Raw data:

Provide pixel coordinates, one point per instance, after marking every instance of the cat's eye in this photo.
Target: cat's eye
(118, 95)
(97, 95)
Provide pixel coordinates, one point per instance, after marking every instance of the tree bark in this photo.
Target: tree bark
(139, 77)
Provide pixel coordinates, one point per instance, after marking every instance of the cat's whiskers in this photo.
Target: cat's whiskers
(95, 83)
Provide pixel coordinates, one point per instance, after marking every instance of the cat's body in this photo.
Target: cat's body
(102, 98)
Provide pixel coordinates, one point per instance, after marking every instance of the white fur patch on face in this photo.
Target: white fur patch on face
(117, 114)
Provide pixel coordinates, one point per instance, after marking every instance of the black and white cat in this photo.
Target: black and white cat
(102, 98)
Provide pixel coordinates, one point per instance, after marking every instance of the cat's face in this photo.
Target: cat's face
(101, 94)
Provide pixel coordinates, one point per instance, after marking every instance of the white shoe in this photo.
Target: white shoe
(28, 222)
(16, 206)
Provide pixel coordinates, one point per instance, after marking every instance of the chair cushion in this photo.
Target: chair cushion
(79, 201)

Task instructions: Print all of the lines above so that each one matches its original exactly.

Your solution:
Provide pixel coordinates, one point per instance, after marking every instance of the cat's eye in this photo.
Target: cat's eye
(118, 95)
(97, 95)
Provide pixel coordinates, one point per instance, after marking every instance of the tree bark in this photo.
Target: tree bark
(139, 77)
Provide pixel coordinates, one point per instance, after marking every instance of the cat's whiskers in this photo.
Target: cat's whiskers
(95, 83)
Provide pixel coordinates, one point per instance, after marking every instance of the cat's body in this photo.
Target: cat's body
(102, 98)
Provide pixel coordinates, one point per instance, after marking every instance of the white fur patch on face in this photo.
Target: white fur patch on face
(117, 114)
Provide pixel coordinates, one point per instance, after marking every instance of the black and white cat in this photo.
Target: black and white cat
(102, 98)
Provide pixel coordinates, one point per instance, after marking every instance of the cat's face in this photo.
Target: cat's face
(101, 94)
Provide pixel coordinates, one point per instance, after marking every instance of the white shoe in this photo.
Target: white shoe
(28, 222)
(16, 206)
Provide pixel coordinates, one point per instance, after marking every instance of the chair cushion in this photo.
Target: chair cushion
(79, 201)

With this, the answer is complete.